* [Directives]:
a. List every character from the novel whom the review mentions by name.
b. Print the passage of the review that begins at the words "The Granddaughter’s other" and stops after "profound personal challenge.".
c. Using the review, answer each question on its own line:
(i) Whose past does Kaspar set out to learn the truth about?
(ii) Which two places in rural Germany does his search take him to?
(iii) How far into the novel does he meet Sigrun?

* [Quoted text]:

What drives Germany’s neo-Nazis? The Granddaughter by Bernhard Schlink seeks answers

What drives Germany’s neo-Nazis? The Granddaughter by Bernhard Schlink seeks answers

The Granddaughter’s other story is Kaspar’s. After a domestic tragedy leads him to seek out the truth about his wife Birgit’s past, he embarks on a quest to track down the daughter she’d abandoned before they met. He learns that, for Birgit – “a child of East Germany” – life has been about flight, and that it’s weighed her down.

For him, though, it’s about a search, one that takes him from the home they had shared in modern-day Berlin to Litzow and Lohmen in rural Germany. It’s there, about halfway into the novel, that he meets Sigrun, the granddaughter of the title, and comes face-to-face with the neo-Nazi movement’s “mountain of prejudice” – and a profound personal challenge.

The Berlin Wall under construction in 1961.

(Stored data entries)

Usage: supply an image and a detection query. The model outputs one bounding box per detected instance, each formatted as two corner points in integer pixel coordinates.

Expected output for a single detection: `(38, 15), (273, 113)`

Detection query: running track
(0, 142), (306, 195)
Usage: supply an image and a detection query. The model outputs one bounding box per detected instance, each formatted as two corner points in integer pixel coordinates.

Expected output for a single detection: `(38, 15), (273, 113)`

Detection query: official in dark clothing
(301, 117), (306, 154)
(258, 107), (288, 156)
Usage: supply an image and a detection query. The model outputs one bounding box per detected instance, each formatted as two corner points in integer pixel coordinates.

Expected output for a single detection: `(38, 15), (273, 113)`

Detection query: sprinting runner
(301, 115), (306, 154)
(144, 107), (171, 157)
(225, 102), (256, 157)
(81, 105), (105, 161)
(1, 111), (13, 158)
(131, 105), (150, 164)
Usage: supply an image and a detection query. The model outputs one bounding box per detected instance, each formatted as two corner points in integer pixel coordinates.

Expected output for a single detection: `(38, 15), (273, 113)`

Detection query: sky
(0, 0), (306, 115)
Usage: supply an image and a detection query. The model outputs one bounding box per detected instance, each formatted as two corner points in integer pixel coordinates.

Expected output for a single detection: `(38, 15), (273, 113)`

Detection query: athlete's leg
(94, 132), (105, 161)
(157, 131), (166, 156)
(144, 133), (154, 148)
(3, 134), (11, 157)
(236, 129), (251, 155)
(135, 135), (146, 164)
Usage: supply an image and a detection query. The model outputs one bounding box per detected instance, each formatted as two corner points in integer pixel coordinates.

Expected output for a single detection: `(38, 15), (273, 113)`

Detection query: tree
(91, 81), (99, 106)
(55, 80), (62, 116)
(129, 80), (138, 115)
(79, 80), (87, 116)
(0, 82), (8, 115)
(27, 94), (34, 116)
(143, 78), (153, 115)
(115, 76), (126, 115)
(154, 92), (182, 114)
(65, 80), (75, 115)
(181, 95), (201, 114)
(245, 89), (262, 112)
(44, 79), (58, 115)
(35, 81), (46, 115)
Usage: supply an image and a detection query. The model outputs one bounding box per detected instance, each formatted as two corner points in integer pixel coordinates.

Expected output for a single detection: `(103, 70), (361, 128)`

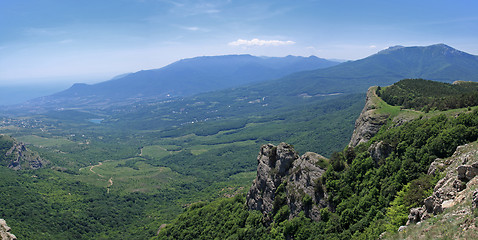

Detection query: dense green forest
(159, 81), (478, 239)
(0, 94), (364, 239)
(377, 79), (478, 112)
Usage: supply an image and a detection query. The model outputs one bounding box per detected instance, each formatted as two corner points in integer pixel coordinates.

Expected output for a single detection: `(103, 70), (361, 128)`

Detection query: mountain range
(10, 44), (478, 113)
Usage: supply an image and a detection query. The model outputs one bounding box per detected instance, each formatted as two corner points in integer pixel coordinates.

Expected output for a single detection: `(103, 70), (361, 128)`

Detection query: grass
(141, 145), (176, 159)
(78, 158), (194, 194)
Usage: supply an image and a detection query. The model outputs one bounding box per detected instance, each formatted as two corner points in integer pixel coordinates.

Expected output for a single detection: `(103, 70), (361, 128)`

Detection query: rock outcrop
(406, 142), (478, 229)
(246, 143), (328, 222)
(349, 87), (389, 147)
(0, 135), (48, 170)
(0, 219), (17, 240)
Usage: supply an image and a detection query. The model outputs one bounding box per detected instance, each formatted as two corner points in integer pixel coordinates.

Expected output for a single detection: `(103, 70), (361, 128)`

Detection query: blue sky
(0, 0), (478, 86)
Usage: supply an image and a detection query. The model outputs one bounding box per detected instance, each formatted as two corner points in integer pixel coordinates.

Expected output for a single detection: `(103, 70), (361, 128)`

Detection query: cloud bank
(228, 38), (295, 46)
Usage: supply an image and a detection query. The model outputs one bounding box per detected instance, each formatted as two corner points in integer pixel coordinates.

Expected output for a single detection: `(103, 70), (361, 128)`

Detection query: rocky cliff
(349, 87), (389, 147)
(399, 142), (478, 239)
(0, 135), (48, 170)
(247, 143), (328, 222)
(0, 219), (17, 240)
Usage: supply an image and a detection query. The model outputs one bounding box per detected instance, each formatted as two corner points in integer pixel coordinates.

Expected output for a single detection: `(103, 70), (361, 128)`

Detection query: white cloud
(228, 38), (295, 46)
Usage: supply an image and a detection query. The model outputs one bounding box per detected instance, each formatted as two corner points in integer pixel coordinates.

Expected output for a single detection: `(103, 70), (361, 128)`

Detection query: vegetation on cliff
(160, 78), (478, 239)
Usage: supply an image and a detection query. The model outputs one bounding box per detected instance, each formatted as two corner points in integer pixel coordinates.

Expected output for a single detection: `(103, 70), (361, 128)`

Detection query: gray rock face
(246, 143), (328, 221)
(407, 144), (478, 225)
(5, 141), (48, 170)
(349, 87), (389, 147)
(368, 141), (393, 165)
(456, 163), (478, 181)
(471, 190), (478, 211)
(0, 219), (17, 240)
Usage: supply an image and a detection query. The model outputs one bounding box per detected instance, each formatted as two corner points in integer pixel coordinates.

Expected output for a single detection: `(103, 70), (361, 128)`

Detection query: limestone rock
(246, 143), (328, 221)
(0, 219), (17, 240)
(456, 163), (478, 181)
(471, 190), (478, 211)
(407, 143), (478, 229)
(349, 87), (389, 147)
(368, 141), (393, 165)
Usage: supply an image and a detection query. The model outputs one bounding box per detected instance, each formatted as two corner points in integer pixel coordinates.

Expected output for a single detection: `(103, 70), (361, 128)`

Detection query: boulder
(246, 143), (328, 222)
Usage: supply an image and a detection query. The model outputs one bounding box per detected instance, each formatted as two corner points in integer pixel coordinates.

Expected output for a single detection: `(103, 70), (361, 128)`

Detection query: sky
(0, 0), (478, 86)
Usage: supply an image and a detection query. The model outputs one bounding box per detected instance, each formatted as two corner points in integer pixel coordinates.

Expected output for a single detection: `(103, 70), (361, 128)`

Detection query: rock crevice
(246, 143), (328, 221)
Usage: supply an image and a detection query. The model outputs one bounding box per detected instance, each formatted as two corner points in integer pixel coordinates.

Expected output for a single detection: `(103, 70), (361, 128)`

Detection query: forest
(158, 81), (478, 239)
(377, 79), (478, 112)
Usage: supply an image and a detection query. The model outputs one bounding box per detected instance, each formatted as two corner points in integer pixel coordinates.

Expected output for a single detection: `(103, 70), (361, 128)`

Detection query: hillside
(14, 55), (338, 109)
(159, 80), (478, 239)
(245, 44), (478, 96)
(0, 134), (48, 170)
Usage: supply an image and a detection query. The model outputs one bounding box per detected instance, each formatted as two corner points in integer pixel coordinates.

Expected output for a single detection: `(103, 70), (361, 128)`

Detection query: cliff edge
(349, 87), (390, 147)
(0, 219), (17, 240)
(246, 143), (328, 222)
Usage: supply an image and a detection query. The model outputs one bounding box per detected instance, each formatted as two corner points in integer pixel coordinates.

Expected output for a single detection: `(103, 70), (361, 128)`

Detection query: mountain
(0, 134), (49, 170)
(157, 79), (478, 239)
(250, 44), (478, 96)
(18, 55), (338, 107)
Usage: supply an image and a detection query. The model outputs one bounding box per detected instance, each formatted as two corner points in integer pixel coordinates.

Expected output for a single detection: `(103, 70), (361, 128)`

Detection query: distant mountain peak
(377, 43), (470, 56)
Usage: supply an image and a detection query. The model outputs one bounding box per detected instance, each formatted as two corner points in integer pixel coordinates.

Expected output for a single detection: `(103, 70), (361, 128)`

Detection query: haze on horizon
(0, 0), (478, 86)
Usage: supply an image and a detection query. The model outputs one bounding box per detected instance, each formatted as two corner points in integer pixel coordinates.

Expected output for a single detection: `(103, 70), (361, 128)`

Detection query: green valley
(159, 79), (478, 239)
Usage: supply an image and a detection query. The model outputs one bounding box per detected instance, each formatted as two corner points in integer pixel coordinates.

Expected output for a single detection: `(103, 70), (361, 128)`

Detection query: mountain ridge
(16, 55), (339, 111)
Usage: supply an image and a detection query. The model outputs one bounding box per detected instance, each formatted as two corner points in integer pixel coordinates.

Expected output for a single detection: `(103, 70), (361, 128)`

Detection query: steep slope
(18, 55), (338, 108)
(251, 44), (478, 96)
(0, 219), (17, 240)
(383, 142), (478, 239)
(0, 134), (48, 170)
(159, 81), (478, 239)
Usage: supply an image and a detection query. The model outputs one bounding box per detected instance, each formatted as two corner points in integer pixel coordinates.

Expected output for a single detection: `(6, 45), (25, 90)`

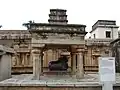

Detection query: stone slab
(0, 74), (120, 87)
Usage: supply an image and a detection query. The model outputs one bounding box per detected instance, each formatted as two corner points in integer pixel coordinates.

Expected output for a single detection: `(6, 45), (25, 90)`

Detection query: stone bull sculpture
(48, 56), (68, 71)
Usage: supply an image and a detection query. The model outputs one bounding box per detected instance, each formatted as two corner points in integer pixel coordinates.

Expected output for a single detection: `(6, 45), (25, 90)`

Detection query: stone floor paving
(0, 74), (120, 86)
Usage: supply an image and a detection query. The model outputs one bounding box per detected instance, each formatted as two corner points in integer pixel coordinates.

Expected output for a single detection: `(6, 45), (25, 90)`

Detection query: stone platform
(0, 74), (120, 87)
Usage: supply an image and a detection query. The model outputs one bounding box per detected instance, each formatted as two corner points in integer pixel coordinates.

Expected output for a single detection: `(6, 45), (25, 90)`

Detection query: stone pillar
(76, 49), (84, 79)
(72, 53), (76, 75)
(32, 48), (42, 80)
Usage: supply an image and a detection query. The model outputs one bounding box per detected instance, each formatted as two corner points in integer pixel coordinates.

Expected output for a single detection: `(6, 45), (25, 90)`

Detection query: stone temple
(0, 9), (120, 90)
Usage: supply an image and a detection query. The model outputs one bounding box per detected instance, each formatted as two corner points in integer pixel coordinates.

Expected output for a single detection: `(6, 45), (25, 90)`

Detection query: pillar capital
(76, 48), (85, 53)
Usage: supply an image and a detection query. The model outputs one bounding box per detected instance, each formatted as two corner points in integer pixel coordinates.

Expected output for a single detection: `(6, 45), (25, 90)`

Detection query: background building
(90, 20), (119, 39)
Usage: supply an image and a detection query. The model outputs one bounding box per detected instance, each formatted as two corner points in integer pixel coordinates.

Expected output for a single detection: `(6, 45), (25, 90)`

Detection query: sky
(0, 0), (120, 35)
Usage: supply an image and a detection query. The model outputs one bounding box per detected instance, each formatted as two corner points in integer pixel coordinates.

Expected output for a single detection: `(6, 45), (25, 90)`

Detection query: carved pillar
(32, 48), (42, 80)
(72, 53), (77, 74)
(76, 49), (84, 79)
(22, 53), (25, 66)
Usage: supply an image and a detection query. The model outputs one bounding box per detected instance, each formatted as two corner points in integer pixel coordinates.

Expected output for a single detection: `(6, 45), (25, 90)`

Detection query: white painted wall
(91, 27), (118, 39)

* [Task-by-task outputs]:
a. Kaspar, Birgit, Sigrun

b.
The Granddaughter’s other story is Kaspar’s. After a domestic tragedy leads him to seek out the truth about his wife Birgit’s past, he embarks on a quest to track down the daughter she’d abandoned before they met. He learns that, for Birgit – “a child of East Germany” – life has been about flight, and that it’s weighed her down.

For him, though, it’s about a search, one that takes him from the home they had shared in modern-day Berlin to Litzow and Lohmen in rural Germany. It’s there, about halfway into the novel, that he meets Sigrun, the granddaughter of the title, and comes face-to-face with the neo-Nazi movement’s “mountain of prejudice” – and a profound personal challenge.

c.
(i) His wife Birgit's
(ii) Litzow and Lohmen
(iii) About halfway